» What the task requires
Transcribe all of the records below line for line, without any changes, and omit the pictures from your copy.

Lines of data
------------------------

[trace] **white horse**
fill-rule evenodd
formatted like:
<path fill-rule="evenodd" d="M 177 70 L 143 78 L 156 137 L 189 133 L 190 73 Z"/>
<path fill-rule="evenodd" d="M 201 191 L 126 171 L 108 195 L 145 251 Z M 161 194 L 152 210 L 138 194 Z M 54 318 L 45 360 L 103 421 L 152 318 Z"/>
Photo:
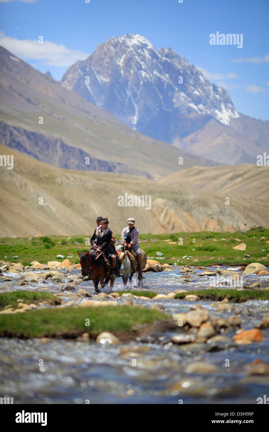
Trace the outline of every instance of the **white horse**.
<path fill-rule="evenodd" d="M 120 271 L 123 283 L 124 285 L 126 285 L 128 282 L 128 278 L 130 282 L 132 280 L 132 278 L 133 274 L 133 270 L 130 259 L 126 252 L 124 251 L 124 247 L 121 244 L 120 241 L 117 241 L 115 248 L 116 251 L 120 251 L 120 252 L 123 252 L 125 255 L 125 256 L 123 257 L 123 258 L 121 259 L 121 264 L 123 268 L 121 268 Z"/>

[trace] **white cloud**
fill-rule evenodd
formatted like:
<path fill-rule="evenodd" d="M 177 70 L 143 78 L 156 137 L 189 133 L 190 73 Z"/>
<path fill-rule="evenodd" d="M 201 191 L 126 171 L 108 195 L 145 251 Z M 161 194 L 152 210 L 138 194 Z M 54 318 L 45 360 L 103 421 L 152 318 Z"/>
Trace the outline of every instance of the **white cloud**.
<path fill-rule="evenodd" d="M 236 63 L 266 63 L 269 61 L 269 54 L 266 54 L 264 57 L 249 57 L 248 58 L 236 58 L 231 60 Z"/>
<path fill-rule="evenodd" d="M 70 50 L 61 44 L 46 41 L 44 35 L 40 35 L 43 36 L 42 44 L 38 39 L 20 40 L 6 36 L 0 31 L 0 45 L 21 58 L 40 60 L 52 66 L 70 66 L 78 60 L 84 60 L 89 55 L 81 51 Z"/>
<path fill-rule="evenodd" d="M 11 3 L 13 1 L 22 1 L 24 3 L 35 3 L 36 0 L 0 0 L 0 3 Z"/>
<path fill-rule="evenodd" d="M 224 83 L 224 81 L 220 81 L 219 83 L 218 83 L 218 85 L 219 87 L 223 87 L 224 89 L 226 90 L 231 90 L 231 89 L 241 89 L 242 87 L 241 86 L 239 86 L 237 84 L 226 84 L 226 83 Z"/>
<path fill-rule="evenodd" d="M 250 93 L 261 93 L 262 92 L 268 92 L 268 90 L 266 89 L 263 89 L 262 87 L 258 87 L 257 86 L 254 86 L 254 84 L 251 84 L 251 86 L 249 86 L 247 87 L 247 91 L 249 92 Z"/>
<path fill-rule="evenodd" d="M 239 78 L 237 73 L 228 73 L 227 75 L 224 75 L 222 73 L 210 72 L 209 70 L 204 69 L 203 67 L 201 67 L 200 66 L 196 66 L 195 67 L 196 69 L 202 72 L 207 79 L 231 79 L 233 78 Z"/>

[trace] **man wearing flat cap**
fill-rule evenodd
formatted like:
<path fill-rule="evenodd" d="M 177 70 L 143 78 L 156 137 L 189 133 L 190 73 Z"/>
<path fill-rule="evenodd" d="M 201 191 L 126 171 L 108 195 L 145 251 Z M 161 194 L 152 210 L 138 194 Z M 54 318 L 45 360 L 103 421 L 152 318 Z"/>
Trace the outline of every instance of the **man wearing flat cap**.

------------------------

» Worked solution
[trace] **white horse**
fill-rule evenodd
formatted like:
<path fill-rule="evenodd" d="M 177 70 L 143 78 L 156 137 L 189 133 L 190 73 Z"/>
<path fill-rule="evenodd" d="M 201 191 L 126 171 L 108 195 L 145 251 Z M 161 194 L 152 210 L 138 194 Z M 54 318 L 45 360 L 103 421 L 152 318 Z"/>
Photo:
Trace the outline of every instance of the **white horse**.
<path fill-rule="evenodd" d="M 120 271 L 123 283 L 124 285 L 126 285 L 128 282 L 128 278 L 130 282 L 132 280 L 132 278 L 133 274 L 133 270 L 130 259 L 126 252 L 124 251 L 124 247 L 121 244 L 120 241 L 117 241 L 115 248 L 116 251 L 120 251 L 120 252 L 123 252 L 125 255 L 125 256 L 123 257 L 123 258 L 121 259 L 121 264 L 123 268 L 121 268 Z"/>

[trace] **white cloud**
fill-rule evenodd
formatted like:
<path fill-rule="evenodd" d="M 177 70 L 143 78 L 156 137 L 189 133 L 190 73 Z"/>
<path fill-rule="evenodd" d="M 201 191 L 126 171 L 108 195 L 145 251 Z M 161 194 L 152 210 L 138 194 Z M 54 318 L 45 360 L 103 421 L 152 318 Z"/>
Trace the outline of every instance of the **white cloud**.
<path fill-rule="evenodd" d="M 236 63 L 266 63 L 269 61 L 269 54 L 266 54 L 264 57 L 249 57 L 248 58 L 236 58 L 231 60 Z"/>
<path fill-rule="evenodd" d="M 70 50 L 61 44 L 46 41 L 44 35 L 40 35 L 43 36 L 42 44 L 38 39 L 20 40 L 6 36 L 0 31 L 0 45 L 21 58 L 40 60 L 52 66 L 70 66 L 78 60 L 84 60 L 89 55 L 81 51 Z"/>
<path fill-rule="evenodd" d="M 11 3 L 13 1 L 22 1 L 24 3 L 35 3 L 36 0 L 0 0 L 0 3 Z"/>
<path fill-rule="evenodd" d="M 224 83 L 224 81 L 220 81 L 219 83 L 218 83 L 218 85 L 219 87 L 223 87 L 224 89 L 226 90 L 231 90 L 231 89 L 241 89 L 242 87 L 241 86 L 239 86 L 237 84 L 226 84 L 226 83 Z"/>
<path fill-rule="evenodd" d="M 250 93 L 261 93 L 262 92 L 268 92 L 268 90 L 266 89 L 263 89 L 262 87 L 258 87 L 257 86 L 254 86 L 254 84 L 251 84 L 251 86 L 249 86 L 247 87 L 247 91 L 249 92 Z"/>
<path fill-rule="evenodd" d="M 239 78 L 237 73 L 228 73 L 227 75 L 224 75 L 222 73 L 210 72 L 209 70 L 204 69 L 203 67 L 201 67 L 200 66 L 196 66 L 195 67 L 196 69 L 202 72 L 207 79 L 231 79 L 233 78 Z"/>

[trace] **man wearing flat cap**
fill-rule evenodd
formatted like:
<path fill-rule="evenodd" d="M 177 70 L 143 78 L 156 137 L 189 133 L 190 73 Z"/>
<path fill-rule="evenodd" d="M 201 191 L 126 171 L 108 195 L 145 251 Z M 161 194 L 152 210 L 138 194 Z M 54 318 L 45 360 L 103 421 L 152 318 Z"/>
Trace the outline of every instance of the **man wearing flat cap**.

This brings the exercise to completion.